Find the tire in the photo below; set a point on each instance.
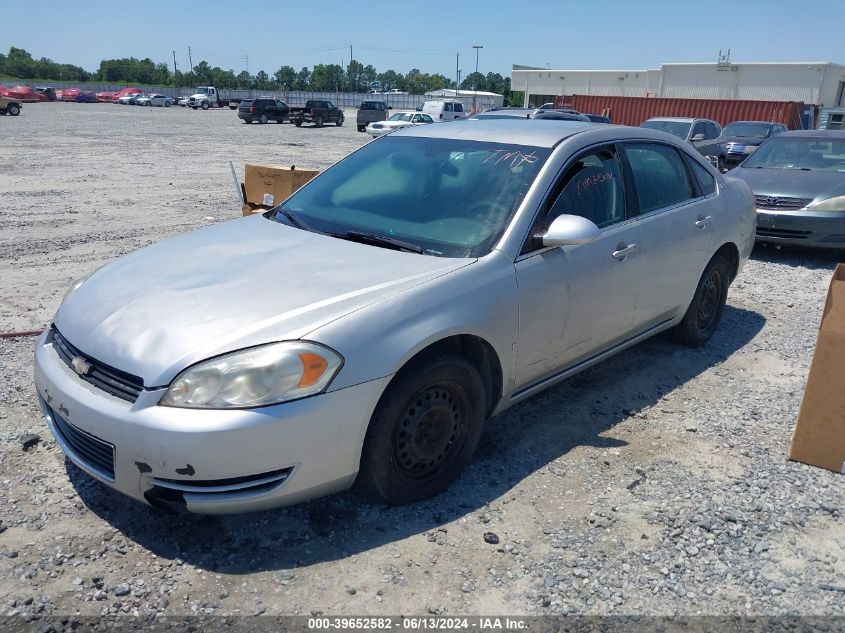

...

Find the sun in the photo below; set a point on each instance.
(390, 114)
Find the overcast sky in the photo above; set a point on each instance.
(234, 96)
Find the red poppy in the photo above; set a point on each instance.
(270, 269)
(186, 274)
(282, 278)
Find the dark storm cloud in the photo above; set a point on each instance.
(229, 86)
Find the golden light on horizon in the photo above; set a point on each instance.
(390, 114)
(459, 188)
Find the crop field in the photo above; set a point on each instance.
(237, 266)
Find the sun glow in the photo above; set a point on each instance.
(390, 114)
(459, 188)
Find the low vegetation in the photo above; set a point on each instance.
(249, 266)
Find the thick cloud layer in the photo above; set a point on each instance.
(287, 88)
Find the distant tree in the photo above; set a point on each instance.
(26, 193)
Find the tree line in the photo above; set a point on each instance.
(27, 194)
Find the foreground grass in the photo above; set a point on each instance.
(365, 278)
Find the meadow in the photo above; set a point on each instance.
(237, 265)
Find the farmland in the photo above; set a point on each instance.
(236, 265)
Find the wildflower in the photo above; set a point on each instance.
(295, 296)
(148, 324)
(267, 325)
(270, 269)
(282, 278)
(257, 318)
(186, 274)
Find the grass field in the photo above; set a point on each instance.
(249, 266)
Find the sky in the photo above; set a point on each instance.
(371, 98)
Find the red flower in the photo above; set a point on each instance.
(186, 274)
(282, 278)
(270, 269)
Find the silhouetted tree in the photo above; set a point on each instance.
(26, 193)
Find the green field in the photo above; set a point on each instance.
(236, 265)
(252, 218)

Exercise task. Report how many lines of the material above contain the word "field". Case counts; give only the number.

Output of the task. 3